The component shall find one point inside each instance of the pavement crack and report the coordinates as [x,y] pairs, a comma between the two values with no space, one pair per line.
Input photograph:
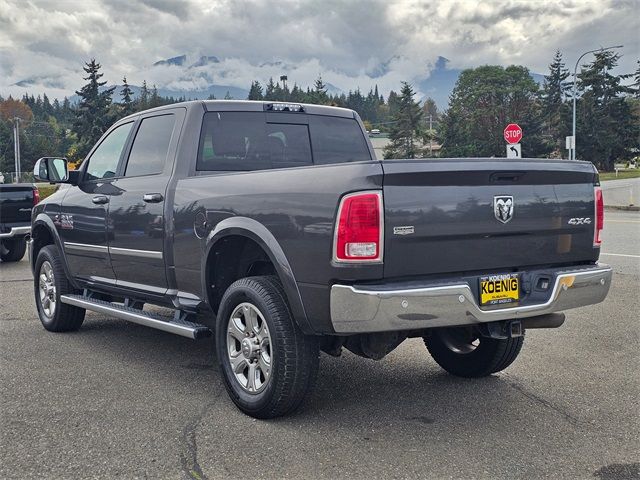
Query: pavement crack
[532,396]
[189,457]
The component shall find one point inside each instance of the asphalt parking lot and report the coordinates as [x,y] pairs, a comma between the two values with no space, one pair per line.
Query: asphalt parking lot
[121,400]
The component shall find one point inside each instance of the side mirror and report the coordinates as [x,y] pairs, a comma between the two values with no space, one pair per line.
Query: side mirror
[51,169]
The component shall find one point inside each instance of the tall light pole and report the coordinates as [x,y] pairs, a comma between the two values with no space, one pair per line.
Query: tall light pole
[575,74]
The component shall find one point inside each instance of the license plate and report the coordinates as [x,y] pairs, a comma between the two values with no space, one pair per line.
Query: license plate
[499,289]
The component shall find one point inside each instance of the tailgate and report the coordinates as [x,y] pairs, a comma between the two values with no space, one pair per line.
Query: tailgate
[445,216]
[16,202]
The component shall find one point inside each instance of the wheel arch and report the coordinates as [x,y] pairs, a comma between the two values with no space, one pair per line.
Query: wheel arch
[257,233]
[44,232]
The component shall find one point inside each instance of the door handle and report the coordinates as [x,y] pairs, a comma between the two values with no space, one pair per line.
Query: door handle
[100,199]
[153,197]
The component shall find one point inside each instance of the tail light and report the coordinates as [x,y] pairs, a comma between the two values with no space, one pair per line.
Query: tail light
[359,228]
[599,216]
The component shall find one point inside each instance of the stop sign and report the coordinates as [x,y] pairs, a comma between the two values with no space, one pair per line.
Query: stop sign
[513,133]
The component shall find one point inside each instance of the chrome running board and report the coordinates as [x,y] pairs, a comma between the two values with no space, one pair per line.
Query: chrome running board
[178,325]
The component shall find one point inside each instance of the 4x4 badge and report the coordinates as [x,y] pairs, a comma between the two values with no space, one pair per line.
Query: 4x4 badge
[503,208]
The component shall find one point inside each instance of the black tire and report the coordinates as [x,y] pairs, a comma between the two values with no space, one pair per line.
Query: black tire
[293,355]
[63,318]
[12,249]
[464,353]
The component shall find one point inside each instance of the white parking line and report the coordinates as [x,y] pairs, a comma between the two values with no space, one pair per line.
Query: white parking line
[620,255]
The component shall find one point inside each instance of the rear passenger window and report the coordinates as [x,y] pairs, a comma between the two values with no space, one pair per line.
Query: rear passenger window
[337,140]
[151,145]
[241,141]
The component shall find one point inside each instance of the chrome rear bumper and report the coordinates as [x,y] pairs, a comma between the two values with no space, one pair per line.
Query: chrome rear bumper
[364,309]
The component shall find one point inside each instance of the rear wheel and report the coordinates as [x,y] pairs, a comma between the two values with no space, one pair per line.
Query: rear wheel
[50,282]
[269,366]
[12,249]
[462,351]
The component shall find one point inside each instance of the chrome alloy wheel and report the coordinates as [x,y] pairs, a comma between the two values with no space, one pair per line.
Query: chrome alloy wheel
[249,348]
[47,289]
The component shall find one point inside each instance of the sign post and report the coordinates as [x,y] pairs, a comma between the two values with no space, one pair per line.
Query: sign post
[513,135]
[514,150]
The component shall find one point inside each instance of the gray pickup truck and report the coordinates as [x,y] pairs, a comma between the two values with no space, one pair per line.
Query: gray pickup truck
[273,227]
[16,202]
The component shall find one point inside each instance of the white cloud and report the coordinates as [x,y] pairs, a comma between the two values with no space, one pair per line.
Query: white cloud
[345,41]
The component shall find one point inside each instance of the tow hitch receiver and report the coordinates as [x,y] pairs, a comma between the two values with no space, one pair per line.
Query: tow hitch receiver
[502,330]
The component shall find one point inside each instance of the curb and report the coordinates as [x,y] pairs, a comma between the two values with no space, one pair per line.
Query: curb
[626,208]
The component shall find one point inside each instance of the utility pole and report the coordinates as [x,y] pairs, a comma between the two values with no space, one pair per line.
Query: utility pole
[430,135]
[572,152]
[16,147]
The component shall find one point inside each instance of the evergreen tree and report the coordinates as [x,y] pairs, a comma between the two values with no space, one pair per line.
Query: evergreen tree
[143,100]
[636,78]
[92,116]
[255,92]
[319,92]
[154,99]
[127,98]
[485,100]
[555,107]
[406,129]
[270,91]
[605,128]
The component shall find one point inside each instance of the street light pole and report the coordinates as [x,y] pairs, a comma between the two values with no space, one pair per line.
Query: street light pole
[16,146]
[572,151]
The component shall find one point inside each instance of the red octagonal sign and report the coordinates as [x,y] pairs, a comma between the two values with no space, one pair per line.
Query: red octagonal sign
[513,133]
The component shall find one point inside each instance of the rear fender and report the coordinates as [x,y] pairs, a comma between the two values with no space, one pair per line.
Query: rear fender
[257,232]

==

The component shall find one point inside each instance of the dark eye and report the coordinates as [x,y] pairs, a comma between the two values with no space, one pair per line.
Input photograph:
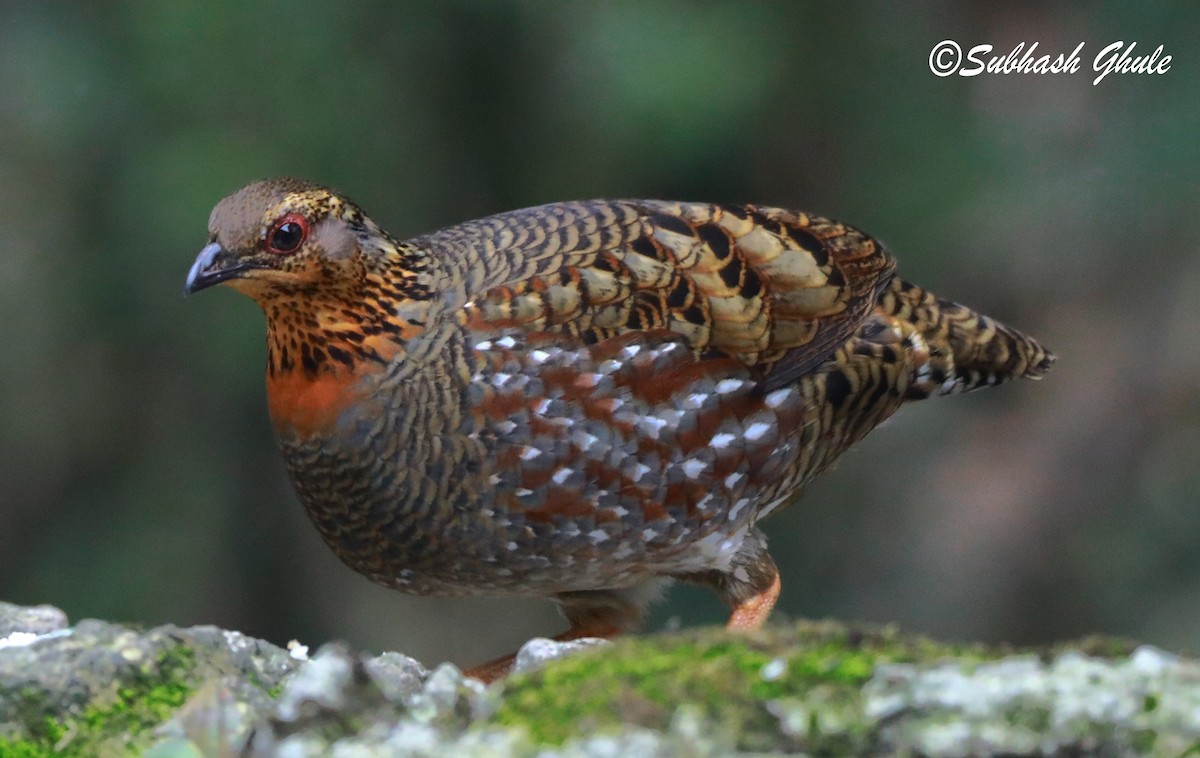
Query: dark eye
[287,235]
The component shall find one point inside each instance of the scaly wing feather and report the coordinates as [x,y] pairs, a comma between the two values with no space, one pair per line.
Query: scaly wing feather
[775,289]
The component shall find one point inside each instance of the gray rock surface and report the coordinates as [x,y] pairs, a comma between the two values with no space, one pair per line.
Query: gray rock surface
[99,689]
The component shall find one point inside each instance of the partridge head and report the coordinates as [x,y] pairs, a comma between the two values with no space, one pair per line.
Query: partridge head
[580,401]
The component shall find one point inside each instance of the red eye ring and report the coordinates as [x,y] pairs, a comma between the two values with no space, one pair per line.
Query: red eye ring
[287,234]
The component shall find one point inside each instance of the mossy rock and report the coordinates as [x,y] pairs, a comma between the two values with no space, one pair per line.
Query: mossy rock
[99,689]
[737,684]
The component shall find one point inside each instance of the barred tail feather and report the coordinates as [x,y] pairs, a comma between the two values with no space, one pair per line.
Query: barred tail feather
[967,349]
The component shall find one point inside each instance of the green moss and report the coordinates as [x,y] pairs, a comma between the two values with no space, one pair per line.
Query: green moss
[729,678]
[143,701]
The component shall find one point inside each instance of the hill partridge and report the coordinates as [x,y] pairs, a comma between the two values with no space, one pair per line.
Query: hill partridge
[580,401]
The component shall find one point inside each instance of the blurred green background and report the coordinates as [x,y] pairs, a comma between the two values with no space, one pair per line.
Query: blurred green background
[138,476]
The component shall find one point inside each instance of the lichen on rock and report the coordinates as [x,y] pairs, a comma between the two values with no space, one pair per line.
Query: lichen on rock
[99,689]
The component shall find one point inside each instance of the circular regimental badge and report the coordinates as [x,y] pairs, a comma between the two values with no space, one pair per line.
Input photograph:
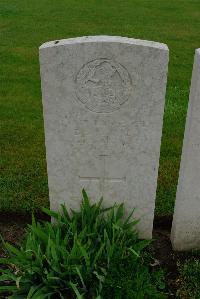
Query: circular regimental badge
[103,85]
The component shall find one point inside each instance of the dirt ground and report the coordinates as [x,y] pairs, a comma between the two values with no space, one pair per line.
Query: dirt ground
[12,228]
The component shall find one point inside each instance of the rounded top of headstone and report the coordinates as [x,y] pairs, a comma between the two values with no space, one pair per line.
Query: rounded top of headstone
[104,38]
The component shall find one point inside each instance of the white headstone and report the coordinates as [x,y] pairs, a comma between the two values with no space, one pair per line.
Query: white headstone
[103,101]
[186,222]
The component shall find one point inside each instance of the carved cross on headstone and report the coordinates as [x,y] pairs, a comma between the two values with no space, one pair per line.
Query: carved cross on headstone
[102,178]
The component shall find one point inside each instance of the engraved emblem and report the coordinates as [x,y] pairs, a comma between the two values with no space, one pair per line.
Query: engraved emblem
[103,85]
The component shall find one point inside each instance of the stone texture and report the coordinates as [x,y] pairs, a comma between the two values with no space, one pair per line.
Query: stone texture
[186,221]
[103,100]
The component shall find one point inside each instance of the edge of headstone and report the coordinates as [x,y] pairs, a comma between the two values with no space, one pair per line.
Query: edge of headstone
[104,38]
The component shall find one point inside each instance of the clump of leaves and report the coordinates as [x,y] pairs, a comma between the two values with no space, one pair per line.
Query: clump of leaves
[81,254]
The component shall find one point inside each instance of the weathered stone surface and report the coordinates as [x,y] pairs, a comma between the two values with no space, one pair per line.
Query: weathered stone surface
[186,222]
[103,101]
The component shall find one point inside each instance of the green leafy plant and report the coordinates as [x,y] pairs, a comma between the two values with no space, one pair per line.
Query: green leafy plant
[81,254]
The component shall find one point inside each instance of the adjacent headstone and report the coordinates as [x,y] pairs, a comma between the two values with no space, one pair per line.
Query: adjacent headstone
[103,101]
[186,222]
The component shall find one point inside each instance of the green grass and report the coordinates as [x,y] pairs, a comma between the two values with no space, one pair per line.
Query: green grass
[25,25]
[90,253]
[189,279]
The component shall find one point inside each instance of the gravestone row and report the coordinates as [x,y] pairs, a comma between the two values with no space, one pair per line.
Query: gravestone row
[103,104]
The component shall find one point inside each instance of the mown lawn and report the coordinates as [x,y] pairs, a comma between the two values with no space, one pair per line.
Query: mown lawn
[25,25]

§ Given problem
Please extract every line of the material above that contains the word "leafy", treating uppercase and lowercase as different.

§ Result for this task
The component shall find one point inside each instance of the green leafy plant and report the coordinates as [x,y] pairs, a comma between the two values with no space, one pair per line.
Query: green leafy plant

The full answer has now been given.